問題 1 –
下の一覧で文字列「pink」を含む行をすべて特定し、書き写してください。大文字と小文字は区別されます。

抜粋 –
────────────────────

また、豊島区の東長崎も非常に住宅が多いエリアです。那覇の泉崎は、当社の沖縄初出店となりました。夏場は高温多湿になる土地柄もあり、衣類の保管などに利用できる空調の効いたトランクルームの供給が少なく、ニーズが高いエリアです。

国府台のマンションについては、いったん購入していた当社の本社のある市川市の物件をバリューアップし、売却しました。

2. 各事業の状況②-運営管理

運営管理の状況です。2023年1月期の段階では8,574部屋を管理していましたが、前期中に15.3パーセントにあたる1,312部屋増加し、9,886部屋となりました。

2024年1月に、下目黒、西大井、東長崎などの大型店をオープンしたため、若干稼働率は下がっていますが、これから稼働率を高める努力をしていきます。また、今期はさらに1,600部屋を増やす予定です。

2. 各事業の状況③-運営管理

出店場所の分布についてです。スライドは関東圏と岡山周辺の地図となっています。全国、関東地区から沖縄までのエリアに、前期末で165店舗、9,886部屋のトランクルームを運営しています。

今期に入ってから、すでに鹿沼、結城、富士、沼津、八街、真岡にトランクルームを開業しており、前期末から6店舗増の171店舗、1万部屋を突破したところです。岡山地域は、2015年に地元の百貨店「天満屋」が運営していたトランクルーム会社と合併した経緯もあり、店舗数の約4分の1が岡山エリアに展開しています。

今後とも各地域の需要を確認しながら、積極的な出店と稼働率確保のためのリーシング活動を強化していきます。

3. 2025年1月期重点施策①-社会情勢

2025年1月期の重点施策と事業計画の内容についてご説明します。まず、現在、当社およびトランクルーム業界が直面している社会情勢についてお話しします。本日も金利についての発表がありましたが、金利情勢はまだ先行き不透明です。加えて、物価高や不安定な国際情勢、円安も継続しています。このような情勢を背景に、やはり消費マインドは冷え込んでいる状況と認識しています。

────────────────────

データ一覧 –

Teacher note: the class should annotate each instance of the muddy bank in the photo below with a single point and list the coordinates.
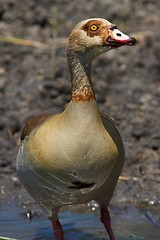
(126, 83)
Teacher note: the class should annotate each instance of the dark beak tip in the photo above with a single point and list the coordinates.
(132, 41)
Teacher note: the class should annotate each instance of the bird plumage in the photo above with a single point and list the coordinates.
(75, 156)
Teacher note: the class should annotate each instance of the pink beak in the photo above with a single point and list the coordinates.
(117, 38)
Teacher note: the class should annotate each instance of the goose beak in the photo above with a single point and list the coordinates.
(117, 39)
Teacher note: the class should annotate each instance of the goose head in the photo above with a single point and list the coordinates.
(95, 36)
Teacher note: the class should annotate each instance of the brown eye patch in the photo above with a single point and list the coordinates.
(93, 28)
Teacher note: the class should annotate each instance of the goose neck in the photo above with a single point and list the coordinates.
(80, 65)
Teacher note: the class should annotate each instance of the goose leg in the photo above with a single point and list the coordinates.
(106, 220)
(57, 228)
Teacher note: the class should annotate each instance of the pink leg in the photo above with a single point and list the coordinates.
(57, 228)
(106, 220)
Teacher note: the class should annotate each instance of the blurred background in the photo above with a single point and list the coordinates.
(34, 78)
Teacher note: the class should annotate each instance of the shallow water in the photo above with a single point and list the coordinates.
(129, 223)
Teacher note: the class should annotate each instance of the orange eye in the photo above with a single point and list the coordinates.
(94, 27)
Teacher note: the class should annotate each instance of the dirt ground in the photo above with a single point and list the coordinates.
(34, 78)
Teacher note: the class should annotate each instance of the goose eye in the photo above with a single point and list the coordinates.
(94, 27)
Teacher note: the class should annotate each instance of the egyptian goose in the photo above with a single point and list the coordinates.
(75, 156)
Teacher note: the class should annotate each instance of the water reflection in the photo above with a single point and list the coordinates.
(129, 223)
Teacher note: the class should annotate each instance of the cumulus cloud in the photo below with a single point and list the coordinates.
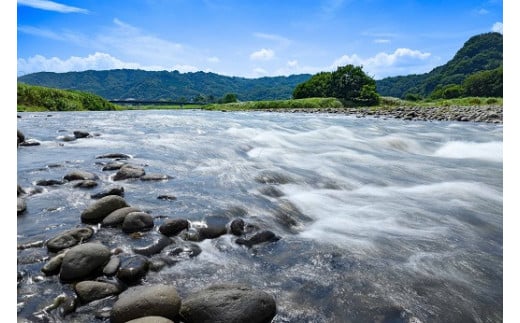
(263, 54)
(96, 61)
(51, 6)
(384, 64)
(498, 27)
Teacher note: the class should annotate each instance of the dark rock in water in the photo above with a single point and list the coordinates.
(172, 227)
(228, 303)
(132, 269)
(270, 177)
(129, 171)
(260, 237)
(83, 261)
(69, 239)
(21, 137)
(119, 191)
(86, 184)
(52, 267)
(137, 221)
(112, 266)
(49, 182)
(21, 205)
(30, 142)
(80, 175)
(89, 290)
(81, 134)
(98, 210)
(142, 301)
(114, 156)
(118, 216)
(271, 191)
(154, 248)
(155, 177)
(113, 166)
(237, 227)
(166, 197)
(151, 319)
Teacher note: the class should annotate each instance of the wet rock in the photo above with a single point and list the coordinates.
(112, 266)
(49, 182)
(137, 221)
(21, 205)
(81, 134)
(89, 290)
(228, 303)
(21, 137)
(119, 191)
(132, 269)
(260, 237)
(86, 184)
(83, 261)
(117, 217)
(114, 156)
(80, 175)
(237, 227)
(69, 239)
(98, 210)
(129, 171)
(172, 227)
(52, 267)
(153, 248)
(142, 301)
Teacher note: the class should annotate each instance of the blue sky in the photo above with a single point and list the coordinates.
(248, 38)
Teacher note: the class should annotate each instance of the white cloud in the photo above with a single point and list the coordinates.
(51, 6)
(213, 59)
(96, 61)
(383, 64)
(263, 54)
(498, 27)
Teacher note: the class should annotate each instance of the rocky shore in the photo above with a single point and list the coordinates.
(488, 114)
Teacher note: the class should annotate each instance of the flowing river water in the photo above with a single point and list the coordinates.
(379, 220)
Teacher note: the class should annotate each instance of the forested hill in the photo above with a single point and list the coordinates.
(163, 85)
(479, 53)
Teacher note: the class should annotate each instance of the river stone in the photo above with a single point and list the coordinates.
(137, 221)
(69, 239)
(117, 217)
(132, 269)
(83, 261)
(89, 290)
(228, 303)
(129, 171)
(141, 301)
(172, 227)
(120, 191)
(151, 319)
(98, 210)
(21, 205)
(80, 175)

────────────────────

問題 2 –
上の抜粋にある次の一文を英語に訳してください。「今後とも各地域の需要を確認しながら、積極的な出店と稼働率確保のためのリーシング活動を強化していきます。」

解答 1 –
Teacher note: the class should annotate each instance of the pink beak in the photo above with a single point and list the coordinates.
Teacher note: the class should annotate each instance of the pink leg in the photo above with a single point and list the coordinates.

解答 2 –
Going forward, while continuing to assess demand in each region, we will step up both aggressive store openings and leasing activities to secure occupancy rates.